> 任务说明 1
请从“题目: http://acm”开始，到“cmp1(Sorrow a, Sorrow b)”结束，把阅读摘录中的这一段一字不改地抄写下来。
> 任务说明 2
根据阅读摘录回答下列问题：
(a) 按题意，生成树所含的白边数必须是什么数？
(b) 结构体 Sorrow 中声明了哪几个 int 型成员？
(c) 函数 init 用 memset 把 father 数组的元素设为什么值？

> 阅读摘录
^^^^^^^^^^^^^^^^

题目: http://acm.hdu.edu.cn/showproblem.php?pid=4786
题意: 存不存在所含白边数为菲波那契数的生成树(包含图中所有节点)。 判断图是否连通那边还有点模糊。---> 枚举菲波那契数。 参考bin神代码。
#include <cstdio>
#include <cstring>
#include <iostream>
#include <algorithm>
using namespace std;
bool flag1, flag2; int sum, Y;
struct Sorrow
{
int a, b, c;
} edge[100001];
bool cmp1(Sorrow a, Sorrow b)
{
return a.c < b.c;
}
bool cmp2(Sorrow a, Sorrow b)
{
return a.c > b.c;
}
int father[100001], n;
void init()
{
memset(father, -1, sizeof(father));
/* for(int i = 1; i <= n; i++)
father[i] = i; */
}
int Find(int a)
{
if(father[a] == -1)
return a;
else
return father[a] = Find(father[a]);
}
int mercy(int a, int b, int c)

^^^^^^^^^^^^^^^^

> 数据集条目
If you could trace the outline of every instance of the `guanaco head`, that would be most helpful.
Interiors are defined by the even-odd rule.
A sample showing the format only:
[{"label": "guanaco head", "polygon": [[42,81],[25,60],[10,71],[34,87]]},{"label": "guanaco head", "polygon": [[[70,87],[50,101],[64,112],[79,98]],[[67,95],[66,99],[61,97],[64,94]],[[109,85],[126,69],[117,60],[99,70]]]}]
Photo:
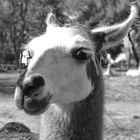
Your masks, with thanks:
[{"label": "guanaco head", "polygon": [[35,115],[50,103],[68,104],[88,97],[101,75],[97,53],[120,42],[136,15],[132,6],[123,23],[90,30],[83,25],[60,27],[56,17],[48,14],[46,32],[27,44],[32,58],[17,81],[16,105]]}]

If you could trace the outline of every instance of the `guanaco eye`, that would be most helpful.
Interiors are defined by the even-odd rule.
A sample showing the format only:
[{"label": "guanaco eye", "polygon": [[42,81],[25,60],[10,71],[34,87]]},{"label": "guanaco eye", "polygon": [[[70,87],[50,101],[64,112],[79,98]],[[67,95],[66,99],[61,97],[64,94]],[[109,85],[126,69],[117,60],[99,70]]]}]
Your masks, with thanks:
[{"label": "guanaco eye", "polygon": [[91,53],[89,53],[89,50],[85,48],[79,48],[76,50],[73,50],[72,56],[74,59],[78,61],[87,61],[91,57]]},{"label": "guanaco eye", "polygon": [[32,59],[32,53],[28,51],[28,59]]}]

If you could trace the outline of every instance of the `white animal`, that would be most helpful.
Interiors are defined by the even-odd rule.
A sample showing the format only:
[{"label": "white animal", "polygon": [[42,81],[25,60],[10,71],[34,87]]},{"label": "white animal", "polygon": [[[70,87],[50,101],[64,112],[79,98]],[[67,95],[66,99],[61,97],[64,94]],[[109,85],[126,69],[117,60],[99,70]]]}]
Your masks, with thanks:
[{"label": "white animal", "polygon": [[89,30],[60,27],[49,14],[45,34],[27,45],[32,59],[17,81],[15,103],[31,115],[41,114],[39,140],[102,140],[104,85],[96,55],[120,42],[137,15]]}]

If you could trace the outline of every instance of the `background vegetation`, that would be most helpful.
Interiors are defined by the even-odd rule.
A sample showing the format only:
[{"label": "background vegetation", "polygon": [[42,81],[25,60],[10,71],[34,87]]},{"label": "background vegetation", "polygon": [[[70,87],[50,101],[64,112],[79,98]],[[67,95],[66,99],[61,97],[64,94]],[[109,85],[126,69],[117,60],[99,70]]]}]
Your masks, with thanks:
[{"label": "background vegetation", "polygon": [[[132,1],[132,0],[131,0]],[[120,22],[129,14],[128,0],[0,0],[0,63],[19,66],[21,48],[45,31],[45,18],[54,11],[59,21],[90,28]]]}]

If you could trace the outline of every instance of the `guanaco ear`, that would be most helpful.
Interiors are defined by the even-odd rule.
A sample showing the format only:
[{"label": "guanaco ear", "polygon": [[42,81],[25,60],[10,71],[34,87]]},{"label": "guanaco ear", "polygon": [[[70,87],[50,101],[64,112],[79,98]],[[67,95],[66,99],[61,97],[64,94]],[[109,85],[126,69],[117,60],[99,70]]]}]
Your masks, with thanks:
[{"label": "guanaco ear", "polygon": [[122,41],[128,33],[137,13],[137,6],[132,5],[130,15],[123,23],[91,30],[93,41],[96,44],[96,51],[99,52],[100,50],[108,49]]},{"label": "guanaco ear", "polygon": [[46,18],[46,24],[48,26],[59,26],[58,21],[53,13],[48,13]]}]

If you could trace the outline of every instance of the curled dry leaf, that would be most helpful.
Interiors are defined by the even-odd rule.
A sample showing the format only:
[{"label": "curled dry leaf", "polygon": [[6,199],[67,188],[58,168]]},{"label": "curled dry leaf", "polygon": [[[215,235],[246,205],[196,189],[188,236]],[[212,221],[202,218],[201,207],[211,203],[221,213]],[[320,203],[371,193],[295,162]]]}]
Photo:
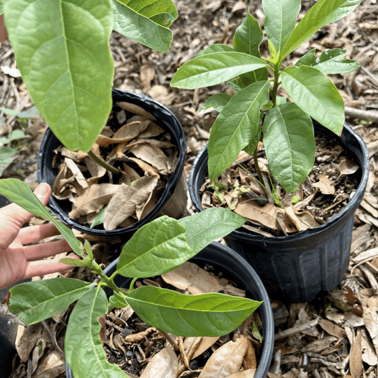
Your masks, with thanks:
[{"label": "curled dry leaf", "polygon": [[78,218],[101,210],[107,205],[115,194],[119,185],[112,184],[94,184],[87,188],[76,200],[76,210],[69,212],[70,218]]},{"label": "curled dry leaf", "polygon": [[138,332],[137,333],[132,333],[124,337],[124,342],[137,342],[144,339],[144,336],[147,336],[151,332],[155,332],[156,329],[155,327],[149,327],[146,331],[142,332]]},{"label": "curled dry leaf", "polygon": [[364,370],[361,338],[361,333],[359,333],[355,337],[349,355],[349,368],[351,369],[351,374],[353,378],[361,378],[362,371]]},{"label": "curled dry leaf", "polygon": [[129,216],[135,213],[136,207],[147,200],[156,188],[157,176],[144,176],[133,185],[122,184],[117,186],[118,190],[111,199],[104,216],[105,230],[115,230]]},{"label": "curled dry leaf", "polygon": [[319,181],[313,184],[313,186],[318,188],[323,194],[334,194],[335,186],[332,181],[324,175],[319,175]]},{"label": "curled dry leaf", "polygon": [[188,261],[162,277],[166,282],[181,290],[188,290],[191,294],[217,293],[223,289],[214,276]]},{"label": "curled dry leaf", "polygon": [[176,378],[178,368],[176,353],[169,345],[153,357],[140,378]]},{"label": "curled dry leaf", "polygon": [[199,378],[224,378],[240,370],[248,349],[245,336],[230,341],[210,356]]}]

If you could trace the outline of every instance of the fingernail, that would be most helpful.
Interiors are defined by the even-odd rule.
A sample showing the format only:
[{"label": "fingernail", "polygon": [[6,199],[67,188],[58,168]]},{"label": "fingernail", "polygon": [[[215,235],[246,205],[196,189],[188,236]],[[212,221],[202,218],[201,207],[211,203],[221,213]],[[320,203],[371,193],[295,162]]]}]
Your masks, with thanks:
[{"label": "fingernail", "polygon": [[45,182],[41,182],[34,190],[34,194],[39,199],[43,198],[49,190],[49,184]]}]

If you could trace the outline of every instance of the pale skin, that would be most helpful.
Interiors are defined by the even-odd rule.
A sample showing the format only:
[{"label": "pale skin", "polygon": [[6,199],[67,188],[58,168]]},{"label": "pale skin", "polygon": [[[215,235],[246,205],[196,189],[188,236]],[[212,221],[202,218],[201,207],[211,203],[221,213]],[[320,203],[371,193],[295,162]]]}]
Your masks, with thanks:
[{"label": "pale skin", "polygon": [[[46,183],[40,184],[34,190],[44,205],[50,193],[51,188]],[[43,260],[71,251],[65,240],[25,245],[58,234],[52,223],[22,227],[33,216],[15,203],[0,209],[0,289],[21,280],[70,269],[69,265]],[[78,258],[74,254],[70,257]]]}]

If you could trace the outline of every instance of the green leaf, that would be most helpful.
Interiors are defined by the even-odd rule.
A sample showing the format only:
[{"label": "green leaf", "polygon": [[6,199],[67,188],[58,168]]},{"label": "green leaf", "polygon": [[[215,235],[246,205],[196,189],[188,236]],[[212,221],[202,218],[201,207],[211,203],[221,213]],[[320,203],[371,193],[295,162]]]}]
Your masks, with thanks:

^^^^^^^^^^^^^^^^

> 练习结果 1
题目: http://acm.hdu.edu.cn/showproblem.php?pid=4786
题意: 存不存在所含白边数为菲波那契数的生成树(包含图中所有节点)。 判断图是否连通那边还有点模糊。---> 枚举菲波那契数。 参考bin神代码。
#include <cstdio>
#include <cstring>
#include <iostream>
#include <algorithm>
using namespace std;
bool flag1, flag2; int sum, Y;
struct Sorrow
{
int a, b, c;
} edge[100001];
bool cmp1(Sorrow a, Sorrow b)

> 练习结果 2
(a) 菲波那契数。
(b) a、b、c。
(c) -1。